■ WORK REQUEST
I need the lines below from the one with "positive clicks: (212, 438)" down to the one with "375L277 352L269 362L257" reproduced exactly, both ends included, and nothing else.

BEGIN RECORDED DATA

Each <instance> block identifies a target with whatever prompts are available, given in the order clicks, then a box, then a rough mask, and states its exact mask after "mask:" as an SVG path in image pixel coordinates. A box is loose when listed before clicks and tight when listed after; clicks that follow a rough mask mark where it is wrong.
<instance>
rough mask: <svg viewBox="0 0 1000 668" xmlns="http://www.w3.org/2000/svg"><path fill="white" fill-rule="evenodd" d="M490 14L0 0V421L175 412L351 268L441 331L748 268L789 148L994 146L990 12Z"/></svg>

END RECORDED DATA
BEGIN RECORDED DATA

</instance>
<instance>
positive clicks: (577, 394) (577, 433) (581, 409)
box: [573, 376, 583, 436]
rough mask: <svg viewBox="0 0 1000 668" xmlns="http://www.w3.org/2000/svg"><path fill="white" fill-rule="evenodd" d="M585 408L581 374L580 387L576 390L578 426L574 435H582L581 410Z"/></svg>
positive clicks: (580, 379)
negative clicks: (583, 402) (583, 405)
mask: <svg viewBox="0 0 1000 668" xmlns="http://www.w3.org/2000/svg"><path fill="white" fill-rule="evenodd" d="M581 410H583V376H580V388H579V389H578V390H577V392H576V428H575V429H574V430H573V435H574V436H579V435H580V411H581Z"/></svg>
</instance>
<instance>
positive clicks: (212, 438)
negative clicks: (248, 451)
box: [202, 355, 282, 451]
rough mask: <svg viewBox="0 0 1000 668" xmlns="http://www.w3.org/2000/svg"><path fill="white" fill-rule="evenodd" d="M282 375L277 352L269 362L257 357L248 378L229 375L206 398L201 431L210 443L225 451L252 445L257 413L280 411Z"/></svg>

END RECORDED DATA
BEGIN RECORDED DATA

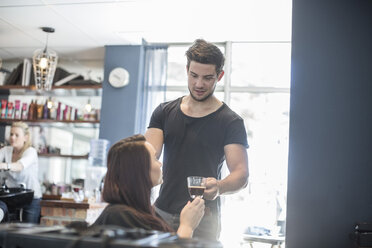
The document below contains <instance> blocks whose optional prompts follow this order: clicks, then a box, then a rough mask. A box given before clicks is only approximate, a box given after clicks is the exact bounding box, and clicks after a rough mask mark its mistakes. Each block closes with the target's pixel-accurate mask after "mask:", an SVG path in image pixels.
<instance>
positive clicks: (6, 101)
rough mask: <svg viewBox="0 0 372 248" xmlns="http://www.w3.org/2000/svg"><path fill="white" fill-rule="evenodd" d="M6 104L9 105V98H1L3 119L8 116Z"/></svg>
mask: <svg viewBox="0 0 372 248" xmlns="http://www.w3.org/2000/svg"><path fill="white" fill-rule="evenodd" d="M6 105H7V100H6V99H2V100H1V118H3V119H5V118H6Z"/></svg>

END RECORDED DATA

■ ANSWER TO THIS TASK
positive clicks: (212, 438)
negative clicks: (248, 451)
box: [202, 355, 282, 451]
rough mask: <svg viewBox="0 0 1000 668" xmlns="http://www.w3.org/2000/svg"><path fill="white" fill-rule="evenodd" d="M282 375L277 352L269 362L257 357L248 378L229 375L206 398L201 431L210 443L225 451L252 445L257 413L280 411Z"/></svg>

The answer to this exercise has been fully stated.